Task requirements: Look through the material below and copy exactly the lines from the line with "like [578, 227]." to the line with "like [70, 123].", those two lines included.

Material shown:
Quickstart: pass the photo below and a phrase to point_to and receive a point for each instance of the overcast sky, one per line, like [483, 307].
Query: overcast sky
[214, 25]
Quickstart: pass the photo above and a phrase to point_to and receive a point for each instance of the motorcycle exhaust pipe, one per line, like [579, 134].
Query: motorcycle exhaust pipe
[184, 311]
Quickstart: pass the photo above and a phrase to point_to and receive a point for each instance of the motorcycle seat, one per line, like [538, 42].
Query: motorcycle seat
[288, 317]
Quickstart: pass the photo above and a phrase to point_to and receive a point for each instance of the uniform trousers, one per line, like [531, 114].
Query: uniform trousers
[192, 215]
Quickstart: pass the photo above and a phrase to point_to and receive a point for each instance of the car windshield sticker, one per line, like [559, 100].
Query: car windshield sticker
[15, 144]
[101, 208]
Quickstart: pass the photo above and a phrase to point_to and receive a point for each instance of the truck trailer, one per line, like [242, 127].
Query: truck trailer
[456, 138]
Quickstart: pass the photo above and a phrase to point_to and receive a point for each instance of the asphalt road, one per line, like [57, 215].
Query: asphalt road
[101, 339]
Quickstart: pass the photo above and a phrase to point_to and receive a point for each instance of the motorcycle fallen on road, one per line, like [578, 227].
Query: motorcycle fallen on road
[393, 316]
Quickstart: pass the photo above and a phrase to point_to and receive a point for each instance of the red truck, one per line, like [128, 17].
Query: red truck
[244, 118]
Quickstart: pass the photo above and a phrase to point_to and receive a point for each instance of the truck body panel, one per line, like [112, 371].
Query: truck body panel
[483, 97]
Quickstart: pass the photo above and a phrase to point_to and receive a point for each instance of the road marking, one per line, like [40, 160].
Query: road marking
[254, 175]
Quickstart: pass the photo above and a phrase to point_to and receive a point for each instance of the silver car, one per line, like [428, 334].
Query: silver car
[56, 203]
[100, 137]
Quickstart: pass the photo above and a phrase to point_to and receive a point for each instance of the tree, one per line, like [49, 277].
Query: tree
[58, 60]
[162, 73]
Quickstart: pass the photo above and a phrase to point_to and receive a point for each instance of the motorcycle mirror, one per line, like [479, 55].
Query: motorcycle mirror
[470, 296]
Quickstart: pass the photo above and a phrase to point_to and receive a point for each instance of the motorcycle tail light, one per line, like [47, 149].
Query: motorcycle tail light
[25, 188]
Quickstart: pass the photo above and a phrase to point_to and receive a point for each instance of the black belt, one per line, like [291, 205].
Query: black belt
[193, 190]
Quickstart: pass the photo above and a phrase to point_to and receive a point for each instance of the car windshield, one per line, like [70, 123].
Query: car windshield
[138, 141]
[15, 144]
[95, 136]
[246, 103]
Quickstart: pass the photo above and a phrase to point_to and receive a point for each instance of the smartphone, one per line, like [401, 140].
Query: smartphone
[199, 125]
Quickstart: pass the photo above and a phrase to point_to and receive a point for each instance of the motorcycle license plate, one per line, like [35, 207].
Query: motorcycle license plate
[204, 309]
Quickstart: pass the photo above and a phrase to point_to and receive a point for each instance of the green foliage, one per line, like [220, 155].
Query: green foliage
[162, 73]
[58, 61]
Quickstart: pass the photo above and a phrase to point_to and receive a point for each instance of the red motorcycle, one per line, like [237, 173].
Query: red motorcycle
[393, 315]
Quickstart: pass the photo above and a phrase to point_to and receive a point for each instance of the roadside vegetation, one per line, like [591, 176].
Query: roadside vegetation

Result of the exercise:
Quickstart: pass the photo above and a phrase to point_to and receive a point for each instance of the motorcycle fallen on road, one per line, like [578, 227].
Query: motorcycle fallen on road
[393, 316]
Quickstart: pass the photo above and a phrase to point_to and receive a point for each instance of the red truck, one per line, like [128, 17].
Query: red truck
[244, 118]
Quickstart: pass the photo above and a phrase to point_to and receive a point for each instance of the truck body panel, one per line, like [112, 371].
Query: truck body panel
[483, 97]
Quickstart: pass the photo above and a phrase to point_to and receive a point for each instance of the road marking, one per line, like [40, 160].
Query: road marking
[254, 175]
Quickstart: pass the photo above and a phrase to point_to and receive a point for each instance of the silver car, one per line, like [428, 334].
Query: silver car
[56, 203]
[100, 137]
Quickstart: pass the photo above and a phrase to point_to and receive a point for each instance of the tree, one per line, like [49, 277].
Query: tree
[58, 60]
[162, 73]
Quickstart: pass the photo above and a phrase to point_to and receive a point for each instance of the motorcycle mirror, one per line, like [479, 55].
Query: motorcycle mirror
[470, 296]
Quickstart: pass the photo above and a phrase to point_to and receive a point for each instance of the motorcycle tail light, one per line, like [47, 149].
Query: motorcycle tail light
[25, 188]
Quickstart: pass the photo above and a phrase to point_to and receive a point for each instance of the black belt, one per line, like [291, 205].
Query: black belt
[193, 190]
Quickstart: pass the photo above and a phrase to point_to and receive a point for each instance of the car windshield, one per line, like [70, 123].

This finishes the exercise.